* [Activities]:
1. Answer these questions using the post about Evie's portrait day.
(a) How long did Evie nap during the 6-hour day at Carla's?
(b) About how old was Evie when the caffeine episode happened?
(c) What did Evie wear for the Tuesday mini portrait session?
2. List every span of time that the post about Evie's portrait day gives as a number, and say what each refers to.
3. Carry on the post about Evie's portrait day, starting after its final sentence.

::: Text

This past Sunday we loaded up the Scobey Clan and spent the day at Carla's for a family portrait mega event with all of the other peeps from the studio. It was so much fun. And Evie, in typical Evie fashion, was a trooooo-per. She was incredibly patient and smiley. Especially considering that she only took a 20 minute nap the entire, 6 hour day.
I guess that shouldn't really surprise me. She is a really happy, good-natured baby. But this one time, when Evie was about 12 weeks, I drank caffeine and by the time it got to Evie it had apparently morphed into rocket fuel and she was all schooooooooom, kazoooooooommmmm, wablammmmmoooooo for the next 12 hours.
I spent the majority of that day crying. It was enough to scar me for life.
It is also the reason I am still a little shocked when Evie is her typical, awesome self.
At the end of the day we all sat down and watched a slide-show of the images: they were unreal. It got me all jazzed up and made me want to take more pictures.
So on Tuesday I got Evie all dressed up, put her in a little tutu, and we had a little mini portrait sesh of our own.

::::::
::: Supplied records

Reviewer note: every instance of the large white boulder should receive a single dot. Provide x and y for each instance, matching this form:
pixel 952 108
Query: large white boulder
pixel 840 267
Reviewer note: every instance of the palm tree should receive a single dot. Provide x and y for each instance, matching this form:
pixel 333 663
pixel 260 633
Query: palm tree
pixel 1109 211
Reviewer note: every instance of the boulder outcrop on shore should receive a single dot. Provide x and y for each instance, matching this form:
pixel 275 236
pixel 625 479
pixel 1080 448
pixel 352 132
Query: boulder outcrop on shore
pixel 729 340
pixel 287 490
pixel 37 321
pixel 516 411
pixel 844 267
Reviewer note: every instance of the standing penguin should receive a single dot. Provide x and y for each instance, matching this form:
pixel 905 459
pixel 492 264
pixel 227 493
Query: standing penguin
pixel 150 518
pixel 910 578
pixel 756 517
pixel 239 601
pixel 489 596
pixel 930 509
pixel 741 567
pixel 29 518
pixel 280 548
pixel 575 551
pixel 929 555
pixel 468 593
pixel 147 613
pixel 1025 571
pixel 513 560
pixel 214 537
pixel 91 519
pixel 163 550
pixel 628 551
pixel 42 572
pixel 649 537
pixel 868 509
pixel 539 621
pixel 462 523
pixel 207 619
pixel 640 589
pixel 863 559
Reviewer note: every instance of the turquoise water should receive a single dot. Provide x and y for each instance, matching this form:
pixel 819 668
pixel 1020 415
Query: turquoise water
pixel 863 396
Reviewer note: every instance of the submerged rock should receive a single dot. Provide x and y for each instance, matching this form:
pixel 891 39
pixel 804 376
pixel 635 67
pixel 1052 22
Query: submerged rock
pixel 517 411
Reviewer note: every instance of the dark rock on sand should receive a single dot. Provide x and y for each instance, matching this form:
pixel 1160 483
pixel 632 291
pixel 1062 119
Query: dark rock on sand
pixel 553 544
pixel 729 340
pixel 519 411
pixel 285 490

::::::

* [Results of the exercise]:
1.
(a) 20 minutes.
(b) About 12 weeks.
(c) She was dressed up in a little tutu.

2.
- 20 minutes: the length of Evie's only nap that day
- 6 hours: the length of the day at Carla's
- about 12 weeks: Evie's age at the time of the caffeine episode
- 12 hours: how long Evie was wound up after the caffeine

3.
Super cute, yeah? Mommy-daughter bonding time, right? Except that exactly .45 seconds after this photo was taken I look down at my camera to check my exposure and Evie rolls off the chair. Does a full 360 degree flip in the air. Lands smack on her big 90th-percentile-head. On the hardwood. And starts screaming.
Yeah. I am officially one of those moms who drops their children on those-things-that-HOUSE-THEIR-BRAINS.
I felt/feel awful about it. Like, seriously terrible. So much so that even after Evie had stopped crying I kept the good ole' Tear Train going for a solid hour.
If life were a video game I would have had little "Mom-guilt + 2,000" signs popping out of my head for the next four days. My mom assures me that every parent has accidently hurt their child in some way, but that doesn't really make me feel better about it.
What have you done that has caused the most self-inflicted-guilt?